_Your assignment_:
Only an exact, line-for-line copy of the data will serve as the answer.

* * * *

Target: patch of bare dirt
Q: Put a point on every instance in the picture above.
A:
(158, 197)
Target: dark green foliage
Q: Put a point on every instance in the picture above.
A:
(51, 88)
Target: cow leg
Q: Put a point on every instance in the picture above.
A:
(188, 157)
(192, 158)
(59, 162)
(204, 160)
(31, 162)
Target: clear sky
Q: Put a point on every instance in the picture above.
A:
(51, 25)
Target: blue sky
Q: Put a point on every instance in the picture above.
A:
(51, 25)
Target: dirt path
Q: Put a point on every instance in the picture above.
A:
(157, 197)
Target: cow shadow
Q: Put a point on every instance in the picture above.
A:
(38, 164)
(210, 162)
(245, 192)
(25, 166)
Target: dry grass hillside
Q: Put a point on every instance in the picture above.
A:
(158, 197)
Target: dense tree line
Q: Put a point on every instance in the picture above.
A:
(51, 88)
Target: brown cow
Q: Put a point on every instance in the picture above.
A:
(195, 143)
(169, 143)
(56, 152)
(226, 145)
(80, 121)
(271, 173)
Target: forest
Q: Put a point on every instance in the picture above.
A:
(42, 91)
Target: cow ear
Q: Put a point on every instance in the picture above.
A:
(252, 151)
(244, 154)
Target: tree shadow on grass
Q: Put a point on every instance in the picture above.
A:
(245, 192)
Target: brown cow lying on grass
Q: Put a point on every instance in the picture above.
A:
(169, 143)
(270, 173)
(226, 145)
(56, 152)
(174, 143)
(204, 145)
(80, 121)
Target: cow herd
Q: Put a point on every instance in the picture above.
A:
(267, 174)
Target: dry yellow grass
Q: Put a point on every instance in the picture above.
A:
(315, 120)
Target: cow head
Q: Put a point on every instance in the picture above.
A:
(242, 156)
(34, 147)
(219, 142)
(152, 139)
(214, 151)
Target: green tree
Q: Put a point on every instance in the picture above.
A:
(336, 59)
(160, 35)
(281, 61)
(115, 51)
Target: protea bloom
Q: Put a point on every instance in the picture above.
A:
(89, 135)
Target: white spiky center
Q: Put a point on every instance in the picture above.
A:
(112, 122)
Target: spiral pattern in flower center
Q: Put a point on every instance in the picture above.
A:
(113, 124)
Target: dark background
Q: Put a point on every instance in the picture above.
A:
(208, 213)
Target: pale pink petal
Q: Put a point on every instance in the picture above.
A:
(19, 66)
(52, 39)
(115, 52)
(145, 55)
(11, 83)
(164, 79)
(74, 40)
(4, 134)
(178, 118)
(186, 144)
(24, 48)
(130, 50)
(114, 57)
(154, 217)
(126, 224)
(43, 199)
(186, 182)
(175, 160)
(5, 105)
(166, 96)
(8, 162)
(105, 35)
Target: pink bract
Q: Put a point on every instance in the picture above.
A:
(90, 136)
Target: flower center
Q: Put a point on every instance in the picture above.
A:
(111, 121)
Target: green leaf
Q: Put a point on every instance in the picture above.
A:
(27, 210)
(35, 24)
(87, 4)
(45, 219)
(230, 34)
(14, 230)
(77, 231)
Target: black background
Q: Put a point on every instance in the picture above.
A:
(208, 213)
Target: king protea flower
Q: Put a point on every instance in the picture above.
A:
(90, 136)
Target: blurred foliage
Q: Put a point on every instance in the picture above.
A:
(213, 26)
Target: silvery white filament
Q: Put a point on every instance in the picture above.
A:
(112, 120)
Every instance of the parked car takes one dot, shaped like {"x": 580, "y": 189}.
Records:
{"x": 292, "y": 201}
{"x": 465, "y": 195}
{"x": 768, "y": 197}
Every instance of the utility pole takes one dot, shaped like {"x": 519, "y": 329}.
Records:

* * * *

_Reply to the task_:
Target: patch of bare dirt
Q: Put a point on every instance in the picture above.
A:
(158, 197)
Target: dark green foliage
Q: Put a point on every instance in the picture above.
A:
(51, 88)
Target: cow leg
Q: Put a point on every instance in the picture above.
A:
(188, 157)
(192, 158)
(59, 162)
(204, 160)
(31, 162)
Target: clear sky
Q: Put a point on every instance in the picture above.
A:
(51, 25)
Target: blue sky
Q: Put a point on every instance in the picture above.
A:
(51, 25)
Target: dirt path
Q: Put a point on every instance in the picture above.
A:
(157, 197)
Target: cow shadow
Q: Put a point on every instance in the picture above.
A:
(38, 164)
(210, 162)
(245, 192)
(25, 166)
Target: dry grass hillside
Q: Put a point on every instance in the picture above.
A:
(158, 197)
Target: dense tree line
Q: Put a point on every instance in the picture above.
A:
(51, 88)
Target: brown cow
Q: Put a point on every instance in the picture above.
A:
(195, 143)
(169, 143)
(56, 152)
(226, 145)
(80, 121)
(271, 173)
Target: forest
Q: Put a point on every instance in the picture above.
A:
(42, 91)
Target: cow ear
Q: Put a point on every instance in the picture above.
A:
(252, 151)
(244, 154)
Target: tree shadow on grass
Q: Put a point on every instance in the picture above.
A:
(245, 192)
Target: brown cow lying on grass
Q: Put a point on every instance in the picture above.
A:
(169, 143)
(270, 173)
(226, 145)
(56, 152)
(174, 143)
(204, 145)
(80, 121)
Target: cow herd
Q: Put a point on every instance in the picture above.
A:
(267, 174)
Target: dry yellow grass
Q: Put a point on every instance in the picture above.
A:
(315, 120)
Target: cow head
Q: Put a point on every instance in the picture above.
A:
(242, 156)
(34, 147)
(219, 142)
(152, 139)
(214, 151)
Target: green tree
Q: Put a point on every instance in the picture above.
A:
(336, 59)
(160, 35)
(281, 61)
(115, 51)
Target: protea bloom
Q: Put a point on every instance in the picture above.
A:
(89, 135)
Target: white spiky center
Q: Put a point on every instance in the picture above.
A:
(112, 122)
Target: spiral pattern in flower center
Q: Put a point on every instance in the picture above.
A:
(113, 124)
Target: dark background
Q: Put a point on every instance in the picture above.
A:
(208, 213)
Target: pale pink petal
Q: Put a point on every instance in the picture above.
A:
(19, 66)
(52, 39)
(115, 52)
(145, 55)
(11, 83)
(164, 79)
(74, 40)
(4, 134)
(178, 118)
(186, 144)
(24, 48)
(130, 50)
(114, 57)
(154, 217)
(126, 224)
(43, 199)
(186, 182)
(175, 160)
(5, 105)
(166, 96)
(8, 162)
(105, 35)
Target: pink bract
Q: Put a point on every instance in the picture above.
A:
(90, 136)
Target: flower center
Q: Put a point on every instance in the picture above.
A:
(111, 121)
Target: green leaf
Q: Put a point on every instance in the picture above.
A:
(27, 210)
(35, 24)
(87, 4)
(45, 219)
(230, 34)
(14, 230)
(77, 231)
Target: black background
Q: Put a point on every instance in the picture above.
A:
(208, 213)
Target: king protea flower
Q: Put a point on every instance in the picture above.
A:
(90, 136)
Target: blurred foliage
Q: Put a point on every instance in the picture above.
A:
(213, 26)
Target: silvery white filament
Q: Put a point on every instance in the picture above.
A:
(112, 120)
Every instance of the parked car takes one dot, shaped like {"x": 580, "y": 189}.
Records:
{"x": 292, "y": 201}
{"x": 465, "y": 195}
{"x": 768, "y": 197}
Every instance of the utility pole takes one dot, shaped like {"x": 519, "y": 329}.
Records:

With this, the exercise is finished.